[Extracted data entries]
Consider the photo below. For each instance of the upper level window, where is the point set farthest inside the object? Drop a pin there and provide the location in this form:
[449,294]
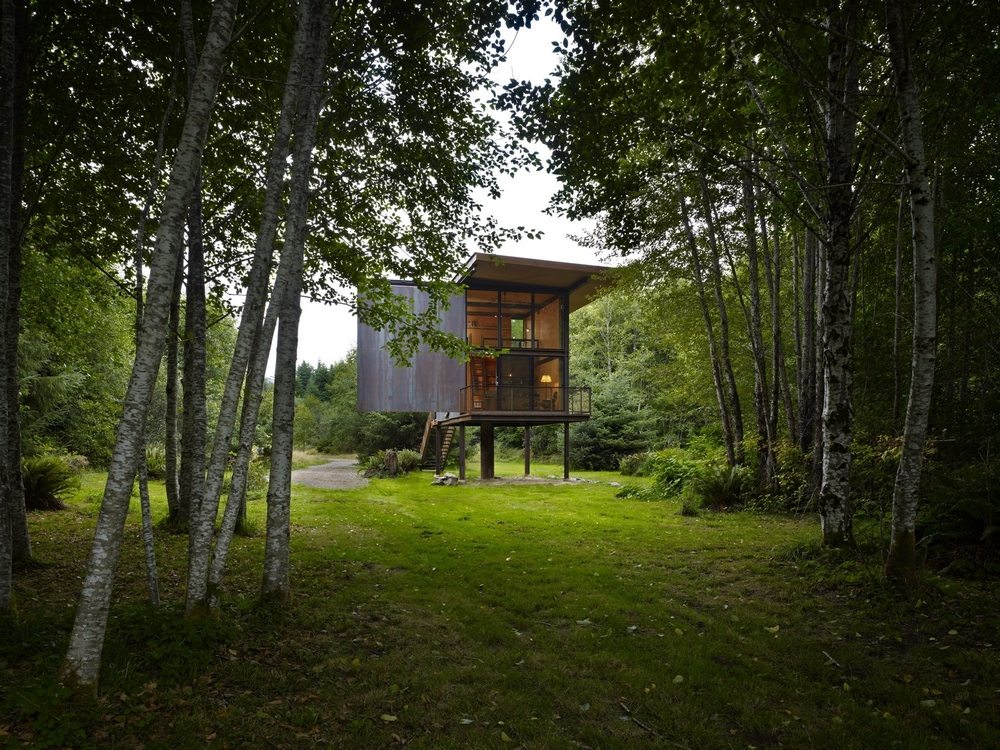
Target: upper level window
[549,321]
[514,320]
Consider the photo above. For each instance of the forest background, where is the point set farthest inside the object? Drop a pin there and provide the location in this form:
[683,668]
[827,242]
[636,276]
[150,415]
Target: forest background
[758,168]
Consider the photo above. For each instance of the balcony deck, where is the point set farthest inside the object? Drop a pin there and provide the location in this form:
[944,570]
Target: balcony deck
[521,405]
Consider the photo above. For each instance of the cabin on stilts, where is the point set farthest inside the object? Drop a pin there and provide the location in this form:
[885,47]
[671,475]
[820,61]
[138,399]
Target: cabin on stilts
[514,313]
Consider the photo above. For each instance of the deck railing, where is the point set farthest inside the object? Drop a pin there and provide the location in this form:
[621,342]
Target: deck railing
[574,400]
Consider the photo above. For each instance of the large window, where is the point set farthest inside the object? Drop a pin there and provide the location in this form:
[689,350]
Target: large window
[548,321]
[515,320]
[481,321]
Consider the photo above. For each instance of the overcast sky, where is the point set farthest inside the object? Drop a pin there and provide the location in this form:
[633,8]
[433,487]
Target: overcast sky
[327,333]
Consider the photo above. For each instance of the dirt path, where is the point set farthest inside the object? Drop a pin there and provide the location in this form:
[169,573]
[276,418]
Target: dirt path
[339,474]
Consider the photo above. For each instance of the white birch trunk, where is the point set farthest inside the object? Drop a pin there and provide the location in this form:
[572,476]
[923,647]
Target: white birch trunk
[842,86]
[195,409]
[21,541]
[901,562]
[83,657]
[807,370]
[726,363]
[152,581]
[174,507]
[764,473]
[6,163]
[699,283]
[276,584]
[203,525]
[236,502]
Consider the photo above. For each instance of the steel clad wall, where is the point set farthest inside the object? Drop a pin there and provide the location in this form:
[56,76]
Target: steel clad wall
[431,383]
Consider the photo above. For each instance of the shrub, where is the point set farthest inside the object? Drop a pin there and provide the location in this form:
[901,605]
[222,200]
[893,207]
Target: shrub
[408,460]
[671,469]
[76,462]
[721,487]
[961,506]
[390,463]
[258,474]
[46,480]
[636,464]
[156,462]
[689,505]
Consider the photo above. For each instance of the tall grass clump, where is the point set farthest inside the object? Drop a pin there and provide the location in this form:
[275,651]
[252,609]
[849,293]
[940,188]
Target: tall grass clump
[47,479]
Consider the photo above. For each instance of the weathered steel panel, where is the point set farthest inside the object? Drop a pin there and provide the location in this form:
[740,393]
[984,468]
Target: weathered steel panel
[432,382]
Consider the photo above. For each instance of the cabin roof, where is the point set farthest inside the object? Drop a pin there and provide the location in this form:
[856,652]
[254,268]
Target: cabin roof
[582,281]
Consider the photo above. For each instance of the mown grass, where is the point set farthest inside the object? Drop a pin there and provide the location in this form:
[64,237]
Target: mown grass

Exercise directions.
Review the entries above and return every line where "mown" appears.

Response to this task.
Consider the photo above. For each instance of the mown grass, where is the point set farthest inside the object? Drop a pin there and provide the location in this form:
Target: mown grass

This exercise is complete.